Spatial annotation entries:

= = = = =

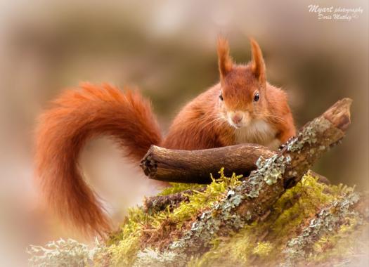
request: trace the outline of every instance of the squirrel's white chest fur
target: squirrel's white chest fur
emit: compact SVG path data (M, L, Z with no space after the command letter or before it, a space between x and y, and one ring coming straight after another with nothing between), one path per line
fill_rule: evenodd
M276 150L280 145L280 141L276 138L276 130L266 122L258 119L246 127L235 131L235 143L258 143Z

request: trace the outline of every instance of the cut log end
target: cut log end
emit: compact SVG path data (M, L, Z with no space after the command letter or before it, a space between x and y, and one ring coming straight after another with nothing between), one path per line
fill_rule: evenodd
M344 131L351 123L350 107L351 104L352 99L343 98L329 108L323 116L335 127Z

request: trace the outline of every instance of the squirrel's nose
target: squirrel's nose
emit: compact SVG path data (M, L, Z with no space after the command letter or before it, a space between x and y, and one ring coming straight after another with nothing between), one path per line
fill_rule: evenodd
M235 124L238 124L240 122L241 122L242 119L242 114L235 113L233 115L232 115L232 122L233 122Z

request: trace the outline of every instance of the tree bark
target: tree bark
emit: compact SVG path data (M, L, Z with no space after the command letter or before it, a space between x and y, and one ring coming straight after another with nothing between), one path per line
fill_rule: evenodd
M258 159L257 169L240 185L225 192L224 198L186 223L186 228L171 233L179 237L168 244L167 251L189 259L209 250L215 237L237 232L245 224L268 216L286 189L294 186L323 153L344 136L350 124L351 102L349 98L337 102L304 126L277 154ZM230 151L229 148L219 148L219 155L227 155L219 152L222 150ZM200 157L204 150L198 153L188 155Z
M224 167L248 176L260 156L268 158L276 152L262 145L242 144L200 150L178 150L152 145L141 161L143 172L151 179L176 183L210 183L210 174Z

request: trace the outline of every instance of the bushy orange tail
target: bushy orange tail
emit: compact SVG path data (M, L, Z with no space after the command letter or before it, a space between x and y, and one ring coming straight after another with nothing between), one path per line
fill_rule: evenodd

= = = = =

> _Requirement_
Copy every one of the entries above line for line without any changes, and leave the pictures out of your answer.

> _Reply to the exercise_
request: trace the outline of every instance of the squirrel's white chest fur
target: squirrel's white chest fur
emit: compact SVG path data (M, L, Z with no space after the command letter or before it, a space between x and y, and one ring coming straight after another with nothing between), one path per line
fill_rule: evenodd
M276 150L280 145L280 141L276 138L276 130L266 122L258 119L246 127L235 131L235 143L258 143Z

request: trace the outline of every instance of the cut log end
target: cut log end
emit: compact SVG path data (M, L, Z with no space after the command letter or before it, a space between x and y, and one ring coming straight after another with nothing between), one path per line
fill_rule: evenodd
M344 131L351 123L350 107L351 104L352 99L343 98L329 108L323 116L335 127Z

request: trace the outline of every instance of the squirrel's nose
target: squirrel's nose
emit: compact SVG path data (M, L, Z with no space after the command letter or before it, a space between x and y, and one ring coming straight after another with nothing between), one path per line
fill_rule: evenodd
M235 124L238 124L240 122L241 122L242 119L242 114L235 113L233 115L232 115L232 122L233 122Z

request: trace the outline of every instance of the tree bark
target: tree bark
emit: compact SVG path data (M, L, Z with no space after the command letter or before it, a space between x and y, and one ring coming straight after another with nothing between), one path per line
fill_rule: evenodd
M258 159L257 169L240 185L225 192L224 198L186 223L186 228L171 233L179 237L168 244L167 251L189 259L209 250L215 237L237 232L245 224L268 216L286 189L294 186L323 153L344 136L350 124L351 102L349 98L337 102L304 126L277 154ZM230 151L229 148L219 148L219 155L227 155L219 152L222 150ZM200 157L204 150L198 153L188 155Z
M224 167L248 176L260 156L268 158L276 152L262 145L242 144L200 150L178 150L152 145L141 161L143 172L151 179L176 183L210 183L210 174Z

request: trace the outline of every instance of the bushy orange tail
target: bushy orange tail
emit: compact SVG path data (M, L, Z with no space after the command letter or before it, a space between x and y, and one ring coming straight after another with nothing between), one path per line
fill_rule: evenodd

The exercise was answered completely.